======== SOURCE INFORMATION ========

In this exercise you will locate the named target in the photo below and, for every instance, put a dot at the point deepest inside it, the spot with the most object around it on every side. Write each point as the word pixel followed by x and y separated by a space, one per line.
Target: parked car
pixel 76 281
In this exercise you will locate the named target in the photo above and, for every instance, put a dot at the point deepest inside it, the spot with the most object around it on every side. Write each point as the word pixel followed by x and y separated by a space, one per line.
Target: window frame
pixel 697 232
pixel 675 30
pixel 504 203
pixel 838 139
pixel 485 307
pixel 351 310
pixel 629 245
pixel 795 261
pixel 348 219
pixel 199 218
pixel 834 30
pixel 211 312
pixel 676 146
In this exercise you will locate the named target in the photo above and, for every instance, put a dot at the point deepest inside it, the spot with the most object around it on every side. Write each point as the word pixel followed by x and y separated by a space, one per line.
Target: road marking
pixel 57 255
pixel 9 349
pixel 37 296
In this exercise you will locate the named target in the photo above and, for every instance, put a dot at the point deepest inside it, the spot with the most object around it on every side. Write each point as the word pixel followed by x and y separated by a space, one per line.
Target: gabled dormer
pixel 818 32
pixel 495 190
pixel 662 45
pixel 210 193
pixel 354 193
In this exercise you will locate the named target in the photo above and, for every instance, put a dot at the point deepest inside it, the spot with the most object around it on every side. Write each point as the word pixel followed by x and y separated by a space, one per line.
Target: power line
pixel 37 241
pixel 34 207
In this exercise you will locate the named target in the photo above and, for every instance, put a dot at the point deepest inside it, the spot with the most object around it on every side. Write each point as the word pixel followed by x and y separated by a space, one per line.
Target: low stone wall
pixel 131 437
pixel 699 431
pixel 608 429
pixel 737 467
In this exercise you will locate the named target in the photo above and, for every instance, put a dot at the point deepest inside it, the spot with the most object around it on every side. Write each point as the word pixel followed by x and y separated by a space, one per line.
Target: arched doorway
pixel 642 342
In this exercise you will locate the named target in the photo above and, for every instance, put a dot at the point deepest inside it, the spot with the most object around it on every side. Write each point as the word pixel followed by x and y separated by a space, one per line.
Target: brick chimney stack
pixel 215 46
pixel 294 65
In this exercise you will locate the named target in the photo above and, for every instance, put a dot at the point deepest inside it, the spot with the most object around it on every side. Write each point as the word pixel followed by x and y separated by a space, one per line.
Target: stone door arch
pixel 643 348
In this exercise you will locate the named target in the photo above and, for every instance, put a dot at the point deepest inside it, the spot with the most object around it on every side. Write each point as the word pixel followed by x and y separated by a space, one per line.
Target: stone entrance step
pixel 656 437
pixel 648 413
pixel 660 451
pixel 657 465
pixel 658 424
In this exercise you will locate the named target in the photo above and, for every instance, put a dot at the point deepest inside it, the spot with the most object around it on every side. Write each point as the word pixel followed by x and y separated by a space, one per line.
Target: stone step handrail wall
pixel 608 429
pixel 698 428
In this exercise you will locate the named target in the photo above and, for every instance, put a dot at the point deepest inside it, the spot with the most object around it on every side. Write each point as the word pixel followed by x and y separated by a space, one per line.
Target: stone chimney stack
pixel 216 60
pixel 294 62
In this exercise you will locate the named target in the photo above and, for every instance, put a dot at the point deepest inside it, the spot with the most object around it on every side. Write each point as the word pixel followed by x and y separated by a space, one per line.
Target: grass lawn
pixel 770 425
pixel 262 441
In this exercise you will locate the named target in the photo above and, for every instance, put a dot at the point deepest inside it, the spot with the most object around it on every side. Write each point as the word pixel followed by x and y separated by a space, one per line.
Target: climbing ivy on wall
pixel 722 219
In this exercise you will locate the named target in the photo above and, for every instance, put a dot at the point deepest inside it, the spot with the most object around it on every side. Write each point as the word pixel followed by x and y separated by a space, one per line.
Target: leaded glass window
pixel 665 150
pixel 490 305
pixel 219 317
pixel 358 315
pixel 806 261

========

▸ WHAT YOU ARE ASKED TO DO
Retype all the records above without changing a word.

▸ YOUR RESPONSE
In this exercise you will locate the named target in the photo below and, for every instance, put a dot at the point deepest inside it, the spot with the most object around it on every side. Write each point as the word pixel followed by x and y separated by a space, one per line.
Target: parked car
pixel 76 281
In this exercise you will locate the named target in the photo above and, for every instance, put a dot at the point deepest inside it, the spot with the most object around it on every side. Write each point as the word pixel followed by x and y separated by a space, one per line.
Target: window frame
pixel 697 232
pixel 675 30
pixel 504 203
pixel 838 139
pixel 485 307
pixel 351 310
pixel 629 245
pixel 795 261
pixel 348 219
pixel 199 218
pixel 834 30
pixel 211 312
pixel 676 146
In this exercise you will locate the named target in the photo above and, for every instance, put a dot at the point deepest inside it, the spot with the most object around it on every side. Write each point as the word pixel followed by x and y separated by a space, one per line.
Target: road marking
pixel 57 255
pixel 9 349
pixel 37 296
In this exercise you will locate the named target in the photo above and, for every instance, put a dot at the point deepest inside it, the spot with the most object around it on every side. Write each point as the word pixel followed by x and y separated by a space, one per line.
Target: gabled dormer
pixel 818 32
pixel 495 190
pixel 662 45
pixel 210 193
pixel 354 193
In this exercise you will locate the named target in the photo above and, for every instance, put a dot at the point deepest inside it, the spot with the most object around it on every side. Write each point as the word pixel followed by x and y separated by a space, one per line.
Target: power line
pixel 37 241
pixel 34 207
In this exercise you will locate the named target in the photo above and, for every instance, put a dot at the point deepest inside it, the spot with the most object around it on every side. Write each point as the word pixel followed by x and y separated by a space, one per line.
Target: low stone wall
pixel 131 437
pixel 699 431
pixel 608 429
pixel 737 467
In this exercise you will locate the named target in the photo above and, for every instance, put a dot at the point deepest inside it, the spot with the most object around it on every side. Write each point as the word pixel followed by x and y separated by a space, one per line.
Target: arched doorway
pixel 642 342
In this exercise you will locate the named target in the photo above and, for every instance, put a dot at the point deepest inside it, the spot with the most object around it on every side. Write each point as the word pixel followed by x and y separated by a space, one per line.
Target: brick chimney stack
pixel 215 46
pixel 294 65
In this exercise you will locate the named target in the photo above and, for every instance, put a dot at the point deepest inside it, the spot with the most object around it on every side. Write each point as the word pixel followed by x and y separated by a space, one per line.
Target: stone door arch
pixel 643 348
In this exercise you will locate the named target in the photo above and, for every instance, put a dot at the point deepest inside it, the spot with the most object around it on every side. Write each point as the word pixel followed by x and y separated by a space, one per line.
Target: stone entrance step
pixel 656 437
pixel 648 413
pixel 660 451
pixel 657 465
pixel 658 424
In this exercise you will locate the named target in the photo above and, for every instance, put a dot at the point deepest inside it, the spot with the most object around it on every side. Write each point as the word pixel followed by x and y separated by a space, one per line.
Target: stone step handrail wall
pixel 608 429
pixel 698 428
In this exercise you will locate the named target in the photo above and, for every instance, put a dot at the point deepest inside it, the spot with the most object around it on every side. Write each point as the word pixel followed by x and y separated by a space, one per line.
Target: stone chimney stack
pixel 216 60
pixel 294 62
In this exercise you will locate the named target in the photo above and, for every instance, put a dot at the point deepest inside it, the spot with the most object around it on every side. Write each point as the word pixel followed by x and y separated by a space, one per line.
Target: grass lawn
pixel 770 425
pixel 262 441
In this exercise you will locate the named target in the photo above and, for every instance, put a dot at the point deepest inside it, the spot with the most object around it on every side. Write each point as the word pixel followed by x and y separated by a space, one per line.
Target: climbing ivy on wall
pixel 722 219
In this exercise you will locate the named target in the photo above and, for every instance, put a dot at the point deepest inside it, the spot with the most object around it on every side. Write each point as the word pixel followed by x and y separated by a space, one per line.
Target: leaded glass window
pixel 665 150
pixel 490 305
pixel 219 317
pixel 358 315
pixel 806 261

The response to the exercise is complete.